→ Data for processing
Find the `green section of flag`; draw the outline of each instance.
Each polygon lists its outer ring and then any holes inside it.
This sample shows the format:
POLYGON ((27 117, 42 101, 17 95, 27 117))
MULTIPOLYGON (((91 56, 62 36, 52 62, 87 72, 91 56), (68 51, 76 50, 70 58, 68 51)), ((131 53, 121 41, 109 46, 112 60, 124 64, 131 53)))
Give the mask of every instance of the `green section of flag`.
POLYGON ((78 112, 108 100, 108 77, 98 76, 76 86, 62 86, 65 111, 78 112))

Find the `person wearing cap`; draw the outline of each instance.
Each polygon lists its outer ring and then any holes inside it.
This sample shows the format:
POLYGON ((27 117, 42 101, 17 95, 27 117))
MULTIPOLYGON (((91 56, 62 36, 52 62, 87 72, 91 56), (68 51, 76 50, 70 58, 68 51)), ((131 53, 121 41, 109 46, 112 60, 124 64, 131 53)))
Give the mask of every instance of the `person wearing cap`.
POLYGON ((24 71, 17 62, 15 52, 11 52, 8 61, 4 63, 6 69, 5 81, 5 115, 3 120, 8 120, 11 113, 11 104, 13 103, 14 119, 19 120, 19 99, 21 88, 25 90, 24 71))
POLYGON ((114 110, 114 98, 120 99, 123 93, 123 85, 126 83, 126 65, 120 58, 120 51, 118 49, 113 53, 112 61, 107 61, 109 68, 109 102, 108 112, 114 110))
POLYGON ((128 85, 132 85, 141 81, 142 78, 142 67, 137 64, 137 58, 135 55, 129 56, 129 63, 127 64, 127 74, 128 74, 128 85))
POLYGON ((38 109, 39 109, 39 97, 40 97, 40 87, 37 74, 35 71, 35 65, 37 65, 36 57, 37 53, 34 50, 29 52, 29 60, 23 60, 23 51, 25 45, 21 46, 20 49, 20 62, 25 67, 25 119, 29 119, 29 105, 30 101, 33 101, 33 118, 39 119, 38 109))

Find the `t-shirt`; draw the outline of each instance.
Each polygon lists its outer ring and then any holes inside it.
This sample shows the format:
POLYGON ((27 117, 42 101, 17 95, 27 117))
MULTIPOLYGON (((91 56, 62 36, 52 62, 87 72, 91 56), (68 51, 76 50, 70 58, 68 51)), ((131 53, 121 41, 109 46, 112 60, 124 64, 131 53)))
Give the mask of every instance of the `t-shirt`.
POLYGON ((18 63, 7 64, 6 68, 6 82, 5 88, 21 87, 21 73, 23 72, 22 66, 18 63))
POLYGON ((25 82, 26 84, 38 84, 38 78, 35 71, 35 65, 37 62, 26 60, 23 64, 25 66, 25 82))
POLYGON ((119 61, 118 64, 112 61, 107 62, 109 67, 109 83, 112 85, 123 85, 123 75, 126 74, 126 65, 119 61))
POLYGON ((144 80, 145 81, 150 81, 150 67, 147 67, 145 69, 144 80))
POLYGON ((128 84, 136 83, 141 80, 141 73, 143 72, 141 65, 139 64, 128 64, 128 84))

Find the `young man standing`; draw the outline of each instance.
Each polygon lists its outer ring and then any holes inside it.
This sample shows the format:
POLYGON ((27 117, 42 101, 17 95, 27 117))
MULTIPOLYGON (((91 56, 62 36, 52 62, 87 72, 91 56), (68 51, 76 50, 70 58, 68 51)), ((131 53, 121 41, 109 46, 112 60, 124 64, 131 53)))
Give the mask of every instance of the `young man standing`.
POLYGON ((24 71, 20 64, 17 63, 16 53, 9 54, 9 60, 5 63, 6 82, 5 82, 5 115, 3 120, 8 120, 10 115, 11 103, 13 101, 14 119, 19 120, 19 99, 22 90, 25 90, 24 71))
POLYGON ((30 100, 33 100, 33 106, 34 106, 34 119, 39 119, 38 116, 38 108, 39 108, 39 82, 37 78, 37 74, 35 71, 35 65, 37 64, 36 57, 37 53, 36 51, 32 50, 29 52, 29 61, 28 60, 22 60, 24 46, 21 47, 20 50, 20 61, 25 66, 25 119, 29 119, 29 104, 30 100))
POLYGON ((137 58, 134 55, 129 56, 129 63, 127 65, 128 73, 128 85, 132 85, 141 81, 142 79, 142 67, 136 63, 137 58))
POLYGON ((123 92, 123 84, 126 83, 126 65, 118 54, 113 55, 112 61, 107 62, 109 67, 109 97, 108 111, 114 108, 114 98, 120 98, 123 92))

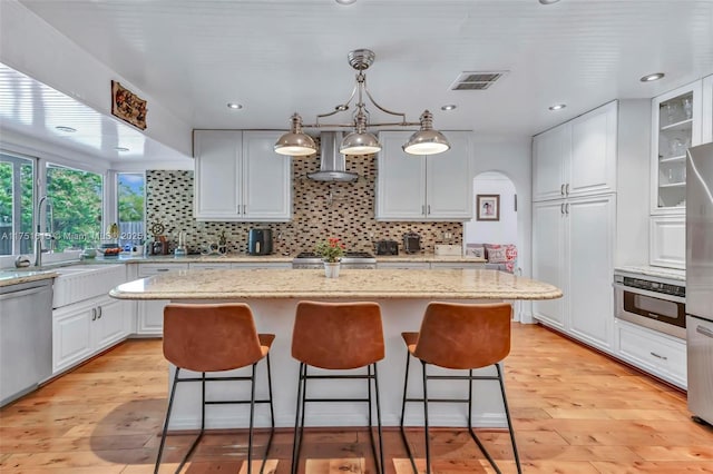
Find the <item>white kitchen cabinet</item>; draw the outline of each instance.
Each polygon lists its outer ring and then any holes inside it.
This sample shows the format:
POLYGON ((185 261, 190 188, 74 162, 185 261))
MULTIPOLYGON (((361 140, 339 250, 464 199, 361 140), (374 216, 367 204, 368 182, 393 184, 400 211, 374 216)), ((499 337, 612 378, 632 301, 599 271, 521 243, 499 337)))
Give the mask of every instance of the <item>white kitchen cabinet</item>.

→ Required task
Copy out the lines of the items from the one containing "Find the <item>white" through the final line, including both ends.

→ Full response
Find the <item>white kitchen cabinet</item>; draw the outline of each instance.
Each polygon lists its outer ring and then any holes inside it.
This sample shows the format:
POLYGON ((185 261, 190 188, 74 162, 185 261))
MULTIPOLYGON (((361 140, 339 250, 464 199, 361 140), (374 216, 367 204, 368 182, 393 184, 400 211, 374 216)), ((499 337, 612 378, 632 301, 599 271, 521 243, 499 337)))
Give the mask of every instance of the <item>white kitchen cabinet</item>.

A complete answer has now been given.